What needs to be done:
Copy out each line of the listing that has the word "locate" in it.

Exercise materials:
>>

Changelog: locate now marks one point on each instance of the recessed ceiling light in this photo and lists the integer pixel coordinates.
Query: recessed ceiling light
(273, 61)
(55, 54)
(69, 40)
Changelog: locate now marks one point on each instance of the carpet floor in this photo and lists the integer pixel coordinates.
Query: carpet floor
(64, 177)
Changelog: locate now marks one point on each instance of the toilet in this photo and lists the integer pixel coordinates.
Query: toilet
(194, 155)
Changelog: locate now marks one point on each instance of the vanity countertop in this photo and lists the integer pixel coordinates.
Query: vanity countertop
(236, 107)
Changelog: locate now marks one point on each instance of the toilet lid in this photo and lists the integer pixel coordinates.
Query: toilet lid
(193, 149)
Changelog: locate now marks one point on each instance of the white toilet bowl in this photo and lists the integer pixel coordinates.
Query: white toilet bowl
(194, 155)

<<
>>

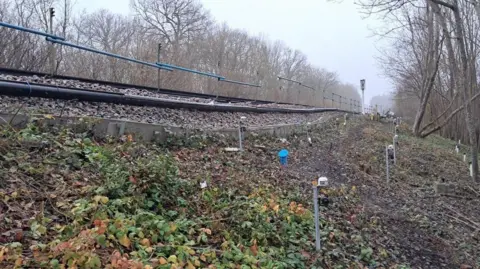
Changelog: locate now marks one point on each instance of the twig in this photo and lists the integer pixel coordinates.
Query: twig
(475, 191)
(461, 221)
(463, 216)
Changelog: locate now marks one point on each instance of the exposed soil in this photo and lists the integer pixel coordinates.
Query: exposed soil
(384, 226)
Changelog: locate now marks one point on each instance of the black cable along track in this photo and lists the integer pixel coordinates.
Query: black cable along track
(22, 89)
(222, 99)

<<

Solved exercise:
Changelog: locate now marks one point on each instance of the recessed ceiling light in this photo and lists the integer pixel coordinates.
Changelog: locate now marks one point on each instance of the carpet floor in this photo and lists the integer pixel coordinates.
Changelog: locate now marks one point on each instance of the toilet in this photo and lists the integer pixel coordinates.
Changelog: locate now marks one point on each instance of the vanity countertop in this photo and lists the integer pixel coordinates.
Changelog: locate now marks one point on each instance of the toilet lid in this photo and lists the integer pixel coordinates.
Changelog: locate now marks one point on each instance of the white toilet bowl in this photo and lists the integer pixel coordinates.
Changelog: locate now marks one point on each instance of the twig in this photo and lists the integer pixel coordinates.
Changelog: locate now marks one point on each instance of the exposed soil in this photo and lists the integer pixel coordinates.
Changelog: locate now marks one point on each instance of the black cable along track in this photo and lists the integer pixel coordinates.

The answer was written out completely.